TASK DIRECTIONS — Please recast the lines of the material below as a JSON list of strings, one string per line with blank lines left out, starting with the line that contains "Can you find the concrete" and going on through the end of the material. Include no other lines.

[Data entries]

##########

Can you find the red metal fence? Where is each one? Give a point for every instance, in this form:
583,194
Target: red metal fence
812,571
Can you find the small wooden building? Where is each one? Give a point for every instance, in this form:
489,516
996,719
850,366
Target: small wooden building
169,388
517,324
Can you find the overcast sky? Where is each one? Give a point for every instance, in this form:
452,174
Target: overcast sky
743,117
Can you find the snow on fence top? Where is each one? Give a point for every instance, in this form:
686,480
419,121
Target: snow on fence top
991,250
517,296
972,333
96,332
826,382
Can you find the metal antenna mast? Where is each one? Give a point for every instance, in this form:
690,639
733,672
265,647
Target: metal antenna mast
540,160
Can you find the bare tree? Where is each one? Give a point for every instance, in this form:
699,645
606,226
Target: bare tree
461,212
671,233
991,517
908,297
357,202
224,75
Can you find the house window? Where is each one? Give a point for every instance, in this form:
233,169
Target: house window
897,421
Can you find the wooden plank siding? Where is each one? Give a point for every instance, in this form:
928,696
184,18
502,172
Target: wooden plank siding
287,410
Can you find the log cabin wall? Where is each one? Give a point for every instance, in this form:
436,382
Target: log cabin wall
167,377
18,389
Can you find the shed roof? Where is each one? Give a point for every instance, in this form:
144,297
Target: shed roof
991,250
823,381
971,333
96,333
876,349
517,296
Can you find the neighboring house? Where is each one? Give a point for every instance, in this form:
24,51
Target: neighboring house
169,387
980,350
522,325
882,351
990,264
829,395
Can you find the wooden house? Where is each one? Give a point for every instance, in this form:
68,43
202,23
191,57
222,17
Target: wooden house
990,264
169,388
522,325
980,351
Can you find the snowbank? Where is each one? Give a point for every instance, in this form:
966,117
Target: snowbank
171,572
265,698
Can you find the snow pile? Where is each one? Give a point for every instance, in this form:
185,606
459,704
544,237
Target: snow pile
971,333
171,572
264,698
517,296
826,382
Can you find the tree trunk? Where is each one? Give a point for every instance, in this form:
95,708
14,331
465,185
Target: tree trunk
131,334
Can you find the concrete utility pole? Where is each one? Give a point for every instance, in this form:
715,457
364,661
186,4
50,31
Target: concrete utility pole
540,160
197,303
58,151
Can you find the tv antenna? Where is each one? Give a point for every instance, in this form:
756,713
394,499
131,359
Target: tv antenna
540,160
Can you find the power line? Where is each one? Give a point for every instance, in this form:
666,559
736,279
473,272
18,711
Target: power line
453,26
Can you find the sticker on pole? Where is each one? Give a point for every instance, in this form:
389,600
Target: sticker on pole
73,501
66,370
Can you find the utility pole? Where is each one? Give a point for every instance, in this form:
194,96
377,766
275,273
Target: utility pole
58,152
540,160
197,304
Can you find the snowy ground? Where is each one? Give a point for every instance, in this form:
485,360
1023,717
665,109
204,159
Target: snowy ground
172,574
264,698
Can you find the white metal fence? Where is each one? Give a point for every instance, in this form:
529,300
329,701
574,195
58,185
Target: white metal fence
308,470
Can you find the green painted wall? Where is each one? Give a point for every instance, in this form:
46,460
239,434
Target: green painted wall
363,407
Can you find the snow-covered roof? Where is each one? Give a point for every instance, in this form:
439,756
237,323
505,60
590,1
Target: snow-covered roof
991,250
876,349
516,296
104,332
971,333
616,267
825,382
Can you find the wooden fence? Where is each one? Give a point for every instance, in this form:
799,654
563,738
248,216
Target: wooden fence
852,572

##########

SOLUTION FOR THIS EXERCISE —
[
  "Can you find the concrete utility pole? Where is each one? Give a point for every instance, in this form:",
  "715,457",
  "364,661",
  "186,4",
  "50,31",
  "Target: concrete utility pole",
  "540,160",
  "197,303",
  "58,151",
  "Can you find the tv antenna? Where is each one? Give a point for every instance, in this form:",
  "756,713",
  "394,499",
  "131,359",
  "Target: tv antenna",
  "540,160",
  "Can you find the power line? Where is each one? Give a point for every instance, in this form:",
  "666,559",
  "736,279",
  "473,272",
  "18,711",
  "Target: power line",
  "453,26",
  "Can you find the sticker on pole? Where is each one? Give a point for every instance, in this form:",
  "389,600",
  "Target: sticker on pole",
  "73,501",
  "66,370",
  "Can you find the utility pole? Where is each one? Give a point for every instance, in this form:",
  "194,96",
  "377,766",
  "275,273",
  "Target: utility pole",
  "58,152",
  "540,160",
  "197,304",
  "Can you find the snowy ground? Where is each one? Give a point for every instance, in this form:",
  "485,360",
  "1023,717",
  "665,109",
  "204,159",
  "Target: snowy ground",
  "172,574",
  "264,698",
  "Can you find the white metal fence? Where is each one? Give a point for every instance, in this form:",
  "529,300",
  "329,701",
  "574,195",
  "58,185",
  "Target: white metal fence",
  "308,470",
  "Can you find the green painted wall? Where is each one? Give a point for every instance, in this form:",
  "46,460",
  "239,434",
  "Target: green painted wall",
  "363,407",
  "Can you find the snow-covered roof? Where is each one? Give a point for every instance, in this form:",
  "439,756",
  "237,323",
  "505,60",
  "590,1",
  "Target: snow-covered roof",
  "991,250",
  "876,349",
  "516,296",
  "104,332",
  "971,333",
  "616,267",
  "825,382",
  "Can you find the wooden fence? Where is each one? Give a point for every instance, in this form:",
  "799,654",
  "563,738",
  "248,216",
  "Target: wooden fence",
  "852,572"
]